▶ [Recorded information]:
┏━━
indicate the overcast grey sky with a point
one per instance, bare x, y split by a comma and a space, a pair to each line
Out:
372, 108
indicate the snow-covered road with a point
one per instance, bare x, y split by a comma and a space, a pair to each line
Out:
┗━━
┏━━
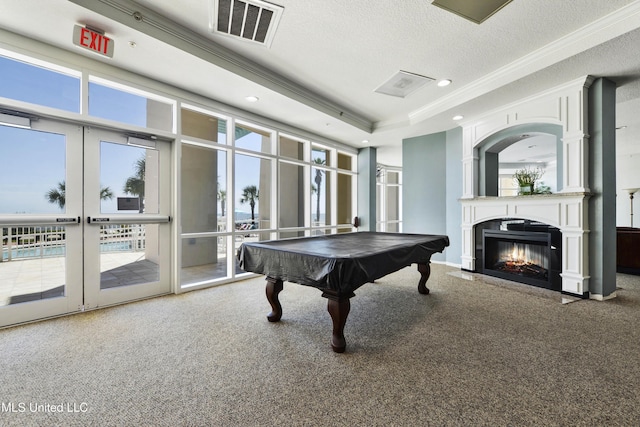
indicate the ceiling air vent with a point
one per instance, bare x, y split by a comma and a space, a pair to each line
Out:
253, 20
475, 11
┗━━
▶ [Task to carry out]: How many lines in the rows above contain the word "with"? Give only the number.

▶ [Exercise output]: 3